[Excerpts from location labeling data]
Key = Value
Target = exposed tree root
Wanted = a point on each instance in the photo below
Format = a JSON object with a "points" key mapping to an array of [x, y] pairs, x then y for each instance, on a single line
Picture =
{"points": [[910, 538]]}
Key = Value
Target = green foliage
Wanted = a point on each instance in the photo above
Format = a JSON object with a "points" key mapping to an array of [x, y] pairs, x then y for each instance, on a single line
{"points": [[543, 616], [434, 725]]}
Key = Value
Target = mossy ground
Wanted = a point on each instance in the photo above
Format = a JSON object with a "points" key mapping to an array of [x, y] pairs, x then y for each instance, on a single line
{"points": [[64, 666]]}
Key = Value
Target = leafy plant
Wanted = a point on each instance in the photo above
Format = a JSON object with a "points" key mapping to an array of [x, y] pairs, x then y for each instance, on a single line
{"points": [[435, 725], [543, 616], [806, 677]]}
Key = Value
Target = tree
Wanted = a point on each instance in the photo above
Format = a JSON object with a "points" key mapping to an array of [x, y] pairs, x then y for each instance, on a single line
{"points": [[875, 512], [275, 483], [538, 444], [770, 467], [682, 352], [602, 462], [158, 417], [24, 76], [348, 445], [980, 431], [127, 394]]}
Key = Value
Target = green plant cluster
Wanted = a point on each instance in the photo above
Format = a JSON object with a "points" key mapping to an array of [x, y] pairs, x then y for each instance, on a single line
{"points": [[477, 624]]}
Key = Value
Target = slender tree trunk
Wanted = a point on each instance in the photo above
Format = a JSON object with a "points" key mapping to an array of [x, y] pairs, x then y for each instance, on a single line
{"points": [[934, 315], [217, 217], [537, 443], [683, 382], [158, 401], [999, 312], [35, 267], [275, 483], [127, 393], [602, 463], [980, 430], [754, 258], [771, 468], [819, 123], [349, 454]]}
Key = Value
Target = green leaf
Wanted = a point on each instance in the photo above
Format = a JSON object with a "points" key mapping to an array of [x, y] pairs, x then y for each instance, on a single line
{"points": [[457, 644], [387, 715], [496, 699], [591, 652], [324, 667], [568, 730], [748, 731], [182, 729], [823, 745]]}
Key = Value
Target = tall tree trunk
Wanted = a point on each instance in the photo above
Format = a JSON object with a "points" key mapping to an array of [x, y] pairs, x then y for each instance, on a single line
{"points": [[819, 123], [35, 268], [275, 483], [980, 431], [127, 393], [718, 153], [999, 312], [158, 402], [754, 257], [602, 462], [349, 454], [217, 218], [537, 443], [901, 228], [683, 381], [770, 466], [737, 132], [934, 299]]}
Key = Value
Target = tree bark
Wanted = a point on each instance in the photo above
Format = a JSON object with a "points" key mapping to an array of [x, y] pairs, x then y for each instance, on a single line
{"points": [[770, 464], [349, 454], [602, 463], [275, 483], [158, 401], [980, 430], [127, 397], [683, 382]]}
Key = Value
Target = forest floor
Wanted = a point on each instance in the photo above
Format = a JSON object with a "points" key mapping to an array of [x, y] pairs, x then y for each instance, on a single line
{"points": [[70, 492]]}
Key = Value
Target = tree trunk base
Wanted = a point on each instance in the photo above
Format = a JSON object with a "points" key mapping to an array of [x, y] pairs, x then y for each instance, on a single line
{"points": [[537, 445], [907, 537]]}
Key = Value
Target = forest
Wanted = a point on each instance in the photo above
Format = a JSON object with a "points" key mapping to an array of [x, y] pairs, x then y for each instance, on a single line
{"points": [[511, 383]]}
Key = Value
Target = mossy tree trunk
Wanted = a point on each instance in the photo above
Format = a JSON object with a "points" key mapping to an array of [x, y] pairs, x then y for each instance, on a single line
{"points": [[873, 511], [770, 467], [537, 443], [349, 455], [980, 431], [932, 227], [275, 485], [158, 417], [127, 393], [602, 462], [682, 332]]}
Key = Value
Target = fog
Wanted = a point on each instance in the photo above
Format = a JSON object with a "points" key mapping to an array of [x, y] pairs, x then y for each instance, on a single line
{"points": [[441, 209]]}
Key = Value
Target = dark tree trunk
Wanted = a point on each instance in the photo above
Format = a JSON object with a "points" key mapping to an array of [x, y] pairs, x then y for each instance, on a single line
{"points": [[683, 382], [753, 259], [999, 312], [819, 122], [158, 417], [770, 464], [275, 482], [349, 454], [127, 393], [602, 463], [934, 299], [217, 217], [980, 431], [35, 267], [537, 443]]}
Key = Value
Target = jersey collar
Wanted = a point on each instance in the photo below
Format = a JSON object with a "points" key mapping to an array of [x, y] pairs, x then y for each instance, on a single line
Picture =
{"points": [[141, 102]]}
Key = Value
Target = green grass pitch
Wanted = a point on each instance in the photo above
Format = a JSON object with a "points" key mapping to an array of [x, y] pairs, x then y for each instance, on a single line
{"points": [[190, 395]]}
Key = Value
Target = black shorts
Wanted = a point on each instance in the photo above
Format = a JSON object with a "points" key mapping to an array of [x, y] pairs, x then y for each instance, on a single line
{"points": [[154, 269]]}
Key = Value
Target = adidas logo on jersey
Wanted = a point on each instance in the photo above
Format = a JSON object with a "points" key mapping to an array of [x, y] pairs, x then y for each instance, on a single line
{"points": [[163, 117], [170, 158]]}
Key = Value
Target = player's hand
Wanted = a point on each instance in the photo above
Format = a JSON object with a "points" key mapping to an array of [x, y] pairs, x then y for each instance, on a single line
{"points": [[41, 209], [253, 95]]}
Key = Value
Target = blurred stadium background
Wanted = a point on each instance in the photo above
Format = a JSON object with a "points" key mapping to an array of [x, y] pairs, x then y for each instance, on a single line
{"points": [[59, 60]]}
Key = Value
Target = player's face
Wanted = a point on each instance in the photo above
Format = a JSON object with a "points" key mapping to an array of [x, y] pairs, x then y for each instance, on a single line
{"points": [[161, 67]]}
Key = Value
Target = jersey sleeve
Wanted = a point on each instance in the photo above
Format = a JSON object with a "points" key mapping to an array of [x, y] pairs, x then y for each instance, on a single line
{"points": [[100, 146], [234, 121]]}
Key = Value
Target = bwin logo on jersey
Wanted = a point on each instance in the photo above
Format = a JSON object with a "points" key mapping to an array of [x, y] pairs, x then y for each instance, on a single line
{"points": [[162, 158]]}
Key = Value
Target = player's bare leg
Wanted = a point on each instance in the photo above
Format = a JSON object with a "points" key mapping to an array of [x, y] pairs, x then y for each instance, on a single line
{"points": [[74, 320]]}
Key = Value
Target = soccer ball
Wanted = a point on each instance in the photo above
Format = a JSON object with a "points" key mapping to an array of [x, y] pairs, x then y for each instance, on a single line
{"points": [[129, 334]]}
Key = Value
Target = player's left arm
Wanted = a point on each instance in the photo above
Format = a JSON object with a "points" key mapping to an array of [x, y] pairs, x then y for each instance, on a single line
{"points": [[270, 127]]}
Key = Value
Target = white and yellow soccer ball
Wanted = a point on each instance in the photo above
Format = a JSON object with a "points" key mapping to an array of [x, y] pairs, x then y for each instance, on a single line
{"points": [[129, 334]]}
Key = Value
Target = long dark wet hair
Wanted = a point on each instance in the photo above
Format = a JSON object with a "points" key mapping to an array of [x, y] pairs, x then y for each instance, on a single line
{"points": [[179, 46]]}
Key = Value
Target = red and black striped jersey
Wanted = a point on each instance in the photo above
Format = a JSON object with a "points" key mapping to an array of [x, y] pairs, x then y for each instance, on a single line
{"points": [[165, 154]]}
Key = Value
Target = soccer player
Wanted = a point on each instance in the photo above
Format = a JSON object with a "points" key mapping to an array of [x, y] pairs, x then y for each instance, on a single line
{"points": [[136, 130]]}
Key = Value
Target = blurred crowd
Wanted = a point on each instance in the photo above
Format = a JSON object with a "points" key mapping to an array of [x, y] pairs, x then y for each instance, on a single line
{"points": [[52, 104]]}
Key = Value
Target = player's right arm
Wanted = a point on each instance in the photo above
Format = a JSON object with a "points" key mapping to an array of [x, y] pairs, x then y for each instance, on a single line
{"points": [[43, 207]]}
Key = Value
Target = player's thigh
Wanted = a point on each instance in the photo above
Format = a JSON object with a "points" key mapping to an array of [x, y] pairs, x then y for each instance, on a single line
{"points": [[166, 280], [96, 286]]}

_PROBLEM_: Collect every line of the entries that contains the word "black".

_FINISHED TASK_:
Target = black shorts
Target = red and black striped jersey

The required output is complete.